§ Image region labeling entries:
■ ■ ■ ■ ■

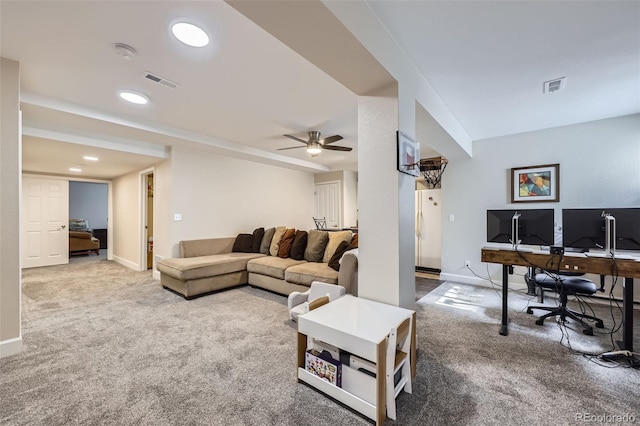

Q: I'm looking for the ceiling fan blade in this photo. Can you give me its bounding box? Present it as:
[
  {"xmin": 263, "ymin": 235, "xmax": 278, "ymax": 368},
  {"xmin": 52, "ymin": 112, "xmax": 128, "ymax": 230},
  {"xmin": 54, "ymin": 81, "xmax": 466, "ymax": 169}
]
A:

■ ■ ■ ■ ■

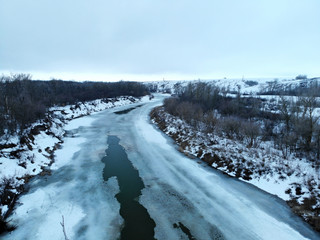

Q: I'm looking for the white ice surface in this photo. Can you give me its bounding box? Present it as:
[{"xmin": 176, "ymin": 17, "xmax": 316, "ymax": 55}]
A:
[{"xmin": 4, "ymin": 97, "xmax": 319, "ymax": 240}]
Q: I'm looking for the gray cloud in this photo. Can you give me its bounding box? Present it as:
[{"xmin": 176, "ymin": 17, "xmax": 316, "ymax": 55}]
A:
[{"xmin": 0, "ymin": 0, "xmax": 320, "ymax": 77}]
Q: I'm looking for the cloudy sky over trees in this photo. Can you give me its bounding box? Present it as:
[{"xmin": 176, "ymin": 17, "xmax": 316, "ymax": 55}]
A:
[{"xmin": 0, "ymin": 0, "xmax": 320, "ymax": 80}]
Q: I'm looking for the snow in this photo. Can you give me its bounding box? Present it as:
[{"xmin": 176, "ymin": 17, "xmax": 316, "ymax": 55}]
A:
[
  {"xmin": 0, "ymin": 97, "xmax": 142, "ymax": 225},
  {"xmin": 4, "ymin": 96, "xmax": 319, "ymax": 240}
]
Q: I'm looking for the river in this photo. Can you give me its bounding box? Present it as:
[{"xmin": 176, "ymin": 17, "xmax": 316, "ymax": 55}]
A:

■ ■ ■ ■ ■

§ WHAT YOU ARE ASKED TO DO: Count the lines in the records that contain the string "photo", with case taken into account. Report only the number.

§ RESPONSE TO THIS TASK: 6